SET EXERCISE:
Lay out each nonblank line of the data below as a Markdown table with the columns Row and Line, numbering the rows in order. Leave the pictures out.

ENTRIES SHOWN:
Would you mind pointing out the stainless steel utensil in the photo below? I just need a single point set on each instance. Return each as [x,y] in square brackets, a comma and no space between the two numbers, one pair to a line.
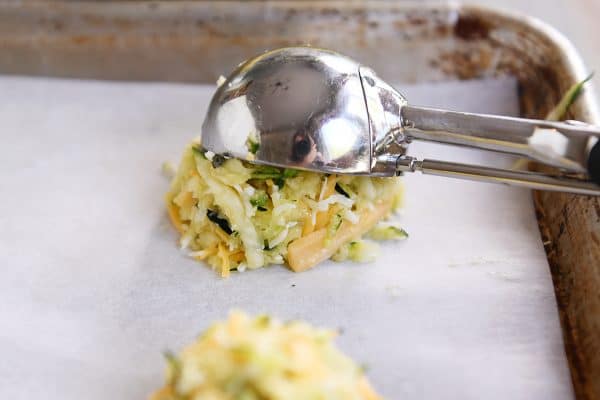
[315,109]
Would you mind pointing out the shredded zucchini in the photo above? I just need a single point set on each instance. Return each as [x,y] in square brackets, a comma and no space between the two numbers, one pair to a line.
[260,358]
[232,213]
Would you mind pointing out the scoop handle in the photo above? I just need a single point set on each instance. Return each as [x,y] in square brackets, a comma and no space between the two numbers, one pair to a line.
[593,163]
[558,144]
[532,180]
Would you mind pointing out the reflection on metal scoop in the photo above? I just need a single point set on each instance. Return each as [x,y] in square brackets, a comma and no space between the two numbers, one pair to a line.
[317,110]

CORRECT RESPONSE:
| Row | Line |
|---|---|
| 1 | Would you mind pointing out the stainless steel utensil in the photo below? I just need a single point set on each instance. Return each as [x,y] in square brackets, a comma and no space between the two numbers, one pair to a line. |
| 2 | [315,109] |
| 3 | Would you mind pointing out the shredded zucchini in the photo above? I just need a single point set on each instance. Return each as [x,y] in square brackets, a comma and no space between the two numbers, one pair to a line. |
| 4 | [260,358] |
| 5 | [232,213] |
| 6 | Would you mind pointing out the scoop handle in the photo above? I just need a single point set on each instance. Return each as [x,y] in square brackets, a comma and no space between the two numbers, one pair to a line. |
| 7 | [593,163] |
| 8 | [558,144] |
| 9 | [532,180] |
| 10 | Would you mind pointing out the reflection on metal scoop in the photo above? I just need a single point set on each instance. Return each as [x,y] in square brackets, a comma and no space between the two numbers, one pair to a line. |
| 11 | [317,110] |